> _EXTRAIT DU DOCUMENT_:
Utiliser la notification comme un moyen de garantir un accompagnement aux entités touchées.

Avec la directive NIS 1, les entités faisant face à un incident de sécurité devaient obligatoirement le notifier au CERT-FR. La directive NIS 2 précise ces délais de notification obligatoires.

  • Dans les 24 heures après avoir eu connaissance de l’incident : notifier une alerte précoce, indiquant les suspicions de malveillance et les possibles impacts transfrontières.
  • Dans les 72 heures : transmettre une notification mise à jour, avec évaluation de l’incident, de ses impacts, indicateurs de compromission…
  • À la demande éventuelle du CERT-FR : réaliser un rapport intermédiaire sur les mises à jour pertinentes de la situation.
  • Dans un délai d’un mois : dresser un rapport final comprenant une description détaillée de l’incident, sa cause profonde, les mesures d’atténuation mises en place et les impacts transfrontières éventuels de l’incident.

Périmètre d’application

Les mesures seront déclinées selon le statut de l’entité concernée (« essentielle » ou « importante »). Cette déclinaison est en cours de réflexion, et l’ANSSI sollicitera un panel d’entreprises pour définir précisément ces mesures. 

Cependant, il est certain que pour les entités « importantes », les termes de la directive NIS 1 seront reconduits avec NIS 2 : celles qui ont mis en pause leurs actions de mise en conformité avec NIS 1 en attendant NIS 2 peuvent donc les reprendre dès maintenant pour gagner du temps. 

En parallèle, le statut de Système d’Information Essentiel (SIE) disparaît avec NIS 2 : tous les systèmes d’information sont concernés par la nouvelle directive. Si les termes de NIS 1 avaient pour but de limiter au strict minimum le périmètre d’application afin de réduire les coûts, NIS 2 vise une réelle montée en maturité cyber pour l’ensemble des entreprises.

Pilier n° 4 de la directive NIS 2 : le partage d’informations

Objectif

Améliorer la connaissance et la maîtrise du risque cyber grâce à la collaboration des entités concernées.

Les accords de partage en matière de cybersécurité

Avec la directive NIS 2, toutes les entités (concernées ou non par NIS 2), pourront partager des informations importantes sur la cybersécurité – à condition que cela vise à : 

  • prévenir et détecter les incidents ; 
  • réagir et se rétablir ; 
  • renforcer le niveau de cybersécurité. 

La notification volontaire d’informations pertinentes

En parallèle, toutes les entités (concernées ou non par NIS 2) auront la possibilité de notifier volontairement le CERT-FR de toute information concernant les cybermenaces et les incidents évités. 

Pilier n° 5 de la directive NIS 2 : la supervision des autorités compétentes 

Objectif

Faire peser un risque de contrôle et de sanction sur les entités pour maintenir un haut niveau de cybersécurité dans l’Union européenne.

> _ENREGISTREMENTS_:
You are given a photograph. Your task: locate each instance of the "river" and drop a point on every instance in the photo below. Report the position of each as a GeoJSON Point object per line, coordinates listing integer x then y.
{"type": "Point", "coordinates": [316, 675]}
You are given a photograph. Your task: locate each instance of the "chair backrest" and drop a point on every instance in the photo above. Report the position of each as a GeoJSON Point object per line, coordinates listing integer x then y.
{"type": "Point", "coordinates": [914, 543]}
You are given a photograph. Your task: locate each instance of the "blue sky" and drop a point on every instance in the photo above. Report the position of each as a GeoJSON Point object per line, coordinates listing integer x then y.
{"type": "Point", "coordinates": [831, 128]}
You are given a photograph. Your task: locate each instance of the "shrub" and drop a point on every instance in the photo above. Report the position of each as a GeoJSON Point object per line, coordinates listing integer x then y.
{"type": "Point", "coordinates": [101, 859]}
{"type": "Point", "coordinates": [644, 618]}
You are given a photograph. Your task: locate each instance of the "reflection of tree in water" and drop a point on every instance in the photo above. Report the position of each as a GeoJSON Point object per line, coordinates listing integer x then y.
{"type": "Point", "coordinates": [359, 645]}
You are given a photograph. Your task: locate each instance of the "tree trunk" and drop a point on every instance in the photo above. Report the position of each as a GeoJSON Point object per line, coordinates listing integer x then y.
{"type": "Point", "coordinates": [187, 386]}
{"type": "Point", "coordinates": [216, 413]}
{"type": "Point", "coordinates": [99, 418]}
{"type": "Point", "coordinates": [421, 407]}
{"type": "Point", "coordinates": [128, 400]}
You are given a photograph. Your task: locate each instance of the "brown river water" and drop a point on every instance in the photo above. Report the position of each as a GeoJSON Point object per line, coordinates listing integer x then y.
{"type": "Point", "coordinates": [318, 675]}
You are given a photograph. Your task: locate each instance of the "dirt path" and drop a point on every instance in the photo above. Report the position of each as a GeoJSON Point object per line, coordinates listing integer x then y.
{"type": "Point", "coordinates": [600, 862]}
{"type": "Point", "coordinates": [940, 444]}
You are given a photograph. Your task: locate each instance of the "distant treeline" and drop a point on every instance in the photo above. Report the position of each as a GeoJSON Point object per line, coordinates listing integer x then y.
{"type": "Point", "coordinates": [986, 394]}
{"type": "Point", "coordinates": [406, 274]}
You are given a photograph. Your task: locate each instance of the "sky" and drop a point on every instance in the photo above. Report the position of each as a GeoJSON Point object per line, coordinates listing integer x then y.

> _ÉNONCÉ 1_: Extrayez des enregistrements ci-dessus toutes les lignes qui contiennent la chaîne « chair ».
> _ÉNONCÉ 2_: Reprenez l'extrait sur la directive NIS 2 à partir de sa dernière phrase et rédigez la suite.

> _RÉSULTAT 1_:
You are given a photograph. Your task: locate each instance of the "chair backrest" and drop a point on every instance in the photo above. Report the position of each as a GeoJSON Point object per line, coordinates listing integer x then y.

> _RÉSULTAT 2_:
Ce pilier, véritable nouveauté de la directive NIS 2, vise à s’assurer du respect de la directive dans les États membres. Les principales mesures pouvant être prises par les autorités compétentes sont les suivantes : 

  • la réalisation d’inspections sur place et des contrôles à distance ;
  • la réalisation d’audits de sécurité réguliers et ciblés par un organisme indépendant ou une autorité compétente ;
  • la réalisation d’audits ad hoc, notamment lorsqu’ils sont justifiés en raison d’un incident important ou d’une violation de la présente directive par l’entité essentielle ;
  • l’exécution de scans de sécurité fondés sur des critères d’évaluation des risques objectifs, non discriminatoires, équitables et transparents, si nécessaire avec la coopération de l’entité concernée ;
  • la demande d’accès à des données, à des documents et à toute information nécessaires à l’accomplissement de leurs tâches de supervision ;
  • les demandes de preuves de la mise en œuvre de politiques de cybersécurité, comme les résultats d’audits de sécurité. 

En cas de non-respect de la directive NIS 2, des sanctions lourdes et dissuasives peuvent s’appliquer : les amendes administratives peuvent aller jusqu’à 10 millions d’euros ou 2 % du chiffre d’affaires pour les entités essentielles, et 7 millions d’euros et 1,4 % du chiffre d’affaires pour les entités importantes. Des astreintes peuvent également être imposées si les violations de la directive NIS 2 persistent.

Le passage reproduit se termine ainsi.